_RECORDS_:
....
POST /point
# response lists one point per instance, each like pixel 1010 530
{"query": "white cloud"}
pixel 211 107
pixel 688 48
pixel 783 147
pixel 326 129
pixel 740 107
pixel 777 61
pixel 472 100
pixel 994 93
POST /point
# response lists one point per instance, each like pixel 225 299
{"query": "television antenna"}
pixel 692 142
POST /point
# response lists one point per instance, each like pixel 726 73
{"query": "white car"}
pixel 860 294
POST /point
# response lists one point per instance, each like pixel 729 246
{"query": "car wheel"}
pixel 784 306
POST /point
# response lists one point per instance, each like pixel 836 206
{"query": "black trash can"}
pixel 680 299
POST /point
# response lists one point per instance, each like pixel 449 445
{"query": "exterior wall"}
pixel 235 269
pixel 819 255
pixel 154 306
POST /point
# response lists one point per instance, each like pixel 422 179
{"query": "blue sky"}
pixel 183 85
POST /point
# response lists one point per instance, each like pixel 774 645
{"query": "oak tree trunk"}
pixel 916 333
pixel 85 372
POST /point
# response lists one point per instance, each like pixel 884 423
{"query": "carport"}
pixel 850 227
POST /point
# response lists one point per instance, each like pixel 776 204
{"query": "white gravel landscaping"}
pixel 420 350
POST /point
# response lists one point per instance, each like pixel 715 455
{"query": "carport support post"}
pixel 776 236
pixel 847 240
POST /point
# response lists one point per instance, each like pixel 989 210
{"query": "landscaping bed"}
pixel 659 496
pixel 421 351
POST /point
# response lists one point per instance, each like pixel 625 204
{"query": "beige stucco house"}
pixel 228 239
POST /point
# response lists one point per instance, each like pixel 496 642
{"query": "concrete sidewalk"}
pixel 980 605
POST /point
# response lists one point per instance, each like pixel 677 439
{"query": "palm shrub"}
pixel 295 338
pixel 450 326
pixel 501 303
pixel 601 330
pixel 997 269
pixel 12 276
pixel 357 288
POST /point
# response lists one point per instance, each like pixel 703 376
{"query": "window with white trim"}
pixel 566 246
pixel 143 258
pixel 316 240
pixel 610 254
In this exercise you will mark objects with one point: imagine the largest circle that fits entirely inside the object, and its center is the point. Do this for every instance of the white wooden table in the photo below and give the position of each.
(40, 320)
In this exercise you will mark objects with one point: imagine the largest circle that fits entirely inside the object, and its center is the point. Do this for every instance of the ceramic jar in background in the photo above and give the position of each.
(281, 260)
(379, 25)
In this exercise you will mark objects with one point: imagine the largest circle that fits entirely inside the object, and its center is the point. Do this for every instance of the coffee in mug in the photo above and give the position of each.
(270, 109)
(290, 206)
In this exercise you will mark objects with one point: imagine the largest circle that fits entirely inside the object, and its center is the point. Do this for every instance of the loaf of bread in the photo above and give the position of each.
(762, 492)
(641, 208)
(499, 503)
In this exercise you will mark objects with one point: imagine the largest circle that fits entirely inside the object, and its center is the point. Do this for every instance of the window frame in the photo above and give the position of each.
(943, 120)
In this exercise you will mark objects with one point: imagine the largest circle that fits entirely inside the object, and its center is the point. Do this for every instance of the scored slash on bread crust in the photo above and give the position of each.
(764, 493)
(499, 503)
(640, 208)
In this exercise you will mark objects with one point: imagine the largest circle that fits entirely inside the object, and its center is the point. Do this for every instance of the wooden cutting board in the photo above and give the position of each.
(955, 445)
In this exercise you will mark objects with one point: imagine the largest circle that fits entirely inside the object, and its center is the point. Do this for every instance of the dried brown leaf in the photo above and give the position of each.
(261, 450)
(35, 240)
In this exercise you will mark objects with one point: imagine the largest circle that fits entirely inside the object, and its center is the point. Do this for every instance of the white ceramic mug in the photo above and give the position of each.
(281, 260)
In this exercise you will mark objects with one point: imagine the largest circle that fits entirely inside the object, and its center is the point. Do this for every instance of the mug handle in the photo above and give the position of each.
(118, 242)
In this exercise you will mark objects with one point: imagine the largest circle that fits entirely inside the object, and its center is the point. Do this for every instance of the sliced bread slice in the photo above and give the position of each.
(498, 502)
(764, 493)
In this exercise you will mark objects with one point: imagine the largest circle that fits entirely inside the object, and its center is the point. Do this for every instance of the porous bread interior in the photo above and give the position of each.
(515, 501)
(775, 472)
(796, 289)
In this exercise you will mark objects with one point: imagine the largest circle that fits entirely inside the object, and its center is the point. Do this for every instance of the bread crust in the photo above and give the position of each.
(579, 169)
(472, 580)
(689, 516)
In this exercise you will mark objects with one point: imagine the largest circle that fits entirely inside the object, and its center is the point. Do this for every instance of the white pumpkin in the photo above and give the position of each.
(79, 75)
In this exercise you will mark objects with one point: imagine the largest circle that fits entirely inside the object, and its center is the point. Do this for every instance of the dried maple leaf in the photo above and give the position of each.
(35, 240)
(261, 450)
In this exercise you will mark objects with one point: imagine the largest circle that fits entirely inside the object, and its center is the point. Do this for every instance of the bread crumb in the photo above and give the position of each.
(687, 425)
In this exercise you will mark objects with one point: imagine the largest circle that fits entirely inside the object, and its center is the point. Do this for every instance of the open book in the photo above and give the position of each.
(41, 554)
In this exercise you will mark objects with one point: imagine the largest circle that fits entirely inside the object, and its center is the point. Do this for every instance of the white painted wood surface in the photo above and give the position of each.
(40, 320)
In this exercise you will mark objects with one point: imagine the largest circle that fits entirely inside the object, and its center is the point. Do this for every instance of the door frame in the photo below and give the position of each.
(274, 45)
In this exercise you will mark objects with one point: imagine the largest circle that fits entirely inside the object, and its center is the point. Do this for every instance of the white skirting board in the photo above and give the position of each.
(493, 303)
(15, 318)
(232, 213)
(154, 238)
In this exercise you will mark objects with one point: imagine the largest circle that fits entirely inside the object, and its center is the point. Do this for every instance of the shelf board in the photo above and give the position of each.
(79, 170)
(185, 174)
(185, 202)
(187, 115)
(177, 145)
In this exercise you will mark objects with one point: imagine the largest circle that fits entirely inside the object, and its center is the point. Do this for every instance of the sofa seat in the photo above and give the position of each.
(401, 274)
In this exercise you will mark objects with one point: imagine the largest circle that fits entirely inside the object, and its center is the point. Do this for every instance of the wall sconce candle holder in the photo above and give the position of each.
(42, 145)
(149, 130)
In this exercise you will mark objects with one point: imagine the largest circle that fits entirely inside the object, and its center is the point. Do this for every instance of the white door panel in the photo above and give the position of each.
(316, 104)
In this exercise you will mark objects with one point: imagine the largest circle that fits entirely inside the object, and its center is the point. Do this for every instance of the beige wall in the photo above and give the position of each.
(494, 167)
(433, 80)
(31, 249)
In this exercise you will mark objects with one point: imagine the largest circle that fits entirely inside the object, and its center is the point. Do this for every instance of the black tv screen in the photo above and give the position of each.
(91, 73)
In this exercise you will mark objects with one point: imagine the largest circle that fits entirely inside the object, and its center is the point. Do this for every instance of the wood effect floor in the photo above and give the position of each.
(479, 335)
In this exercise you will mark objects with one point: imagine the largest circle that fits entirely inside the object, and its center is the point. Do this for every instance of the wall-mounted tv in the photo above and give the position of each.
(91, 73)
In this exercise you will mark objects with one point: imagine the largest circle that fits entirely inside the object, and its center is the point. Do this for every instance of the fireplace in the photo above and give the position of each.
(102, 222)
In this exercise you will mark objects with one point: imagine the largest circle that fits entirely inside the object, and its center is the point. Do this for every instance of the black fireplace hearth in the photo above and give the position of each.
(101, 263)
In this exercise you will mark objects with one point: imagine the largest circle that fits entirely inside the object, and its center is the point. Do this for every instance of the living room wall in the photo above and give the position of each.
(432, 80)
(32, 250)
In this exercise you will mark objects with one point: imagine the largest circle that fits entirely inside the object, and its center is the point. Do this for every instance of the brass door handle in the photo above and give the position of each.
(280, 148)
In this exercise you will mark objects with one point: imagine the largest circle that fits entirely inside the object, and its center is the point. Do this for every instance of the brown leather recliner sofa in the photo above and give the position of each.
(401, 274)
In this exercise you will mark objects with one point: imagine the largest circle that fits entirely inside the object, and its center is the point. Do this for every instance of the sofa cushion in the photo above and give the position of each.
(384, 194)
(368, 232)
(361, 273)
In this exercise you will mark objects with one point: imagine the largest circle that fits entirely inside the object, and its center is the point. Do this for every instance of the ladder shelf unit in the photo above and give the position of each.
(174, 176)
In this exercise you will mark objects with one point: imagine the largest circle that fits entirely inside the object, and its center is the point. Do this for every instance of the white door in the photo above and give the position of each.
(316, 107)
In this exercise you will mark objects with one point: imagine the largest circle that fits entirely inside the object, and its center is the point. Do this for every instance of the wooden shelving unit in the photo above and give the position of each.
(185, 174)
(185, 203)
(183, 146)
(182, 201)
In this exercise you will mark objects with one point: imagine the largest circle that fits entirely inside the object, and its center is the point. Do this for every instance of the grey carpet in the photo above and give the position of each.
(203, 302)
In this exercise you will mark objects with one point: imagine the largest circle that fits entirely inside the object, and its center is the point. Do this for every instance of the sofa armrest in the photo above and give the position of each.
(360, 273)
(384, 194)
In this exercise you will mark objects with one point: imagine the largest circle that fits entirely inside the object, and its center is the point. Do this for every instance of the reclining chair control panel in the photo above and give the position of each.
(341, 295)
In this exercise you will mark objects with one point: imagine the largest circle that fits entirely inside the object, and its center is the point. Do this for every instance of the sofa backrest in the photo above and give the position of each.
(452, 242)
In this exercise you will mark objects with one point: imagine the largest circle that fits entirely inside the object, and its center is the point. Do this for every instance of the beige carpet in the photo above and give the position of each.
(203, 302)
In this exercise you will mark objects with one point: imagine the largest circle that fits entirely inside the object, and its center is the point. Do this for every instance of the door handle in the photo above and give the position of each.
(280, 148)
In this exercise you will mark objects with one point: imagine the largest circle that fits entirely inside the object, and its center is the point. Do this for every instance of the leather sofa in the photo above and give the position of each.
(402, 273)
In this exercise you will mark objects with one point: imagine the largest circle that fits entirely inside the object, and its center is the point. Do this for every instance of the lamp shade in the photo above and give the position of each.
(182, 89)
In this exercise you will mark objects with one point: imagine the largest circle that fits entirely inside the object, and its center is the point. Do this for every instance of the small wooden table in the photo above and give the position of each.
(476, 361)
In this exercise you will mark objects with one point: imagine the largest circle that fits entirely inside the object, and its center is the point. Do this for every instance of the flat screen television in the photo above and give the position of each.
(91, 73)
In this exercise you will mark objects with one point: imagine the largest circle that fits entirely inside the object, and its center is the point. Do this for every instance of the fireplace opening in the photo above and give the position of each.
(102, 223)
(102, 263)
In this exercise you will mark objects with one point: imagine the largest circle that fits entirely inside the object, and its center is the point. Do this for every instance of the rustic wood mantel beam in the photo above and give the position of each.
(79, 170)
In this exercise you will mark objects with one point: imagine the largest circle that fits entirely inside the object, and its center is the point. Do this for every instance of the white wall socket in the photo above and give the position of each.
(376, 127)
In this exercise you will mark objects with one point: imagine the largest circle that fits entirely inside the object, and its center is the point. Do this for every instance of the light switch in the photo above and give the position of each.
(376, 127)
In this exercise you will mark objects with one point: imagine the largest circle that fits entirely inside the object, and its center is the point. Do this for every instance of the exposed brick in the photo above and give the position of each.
....
_AIM_:
All lines from the one that contains "of the light" through the end of the material are to be quoted exactly, with both ends included.

_TASK RESULT_:
In this exercise you will mark objects with one point: imagine the largest circle that fits entirely inside the object, and its center is the point. Do this for every instance of the light switch in the photo above and give the position of each.
(376, 127)
In this exercise you will mark objects with one point: imagine the largest circle that fits entirely inside the object, and its center is the point. Do this for every instance of the exposed brick in the photo above and give the position of each.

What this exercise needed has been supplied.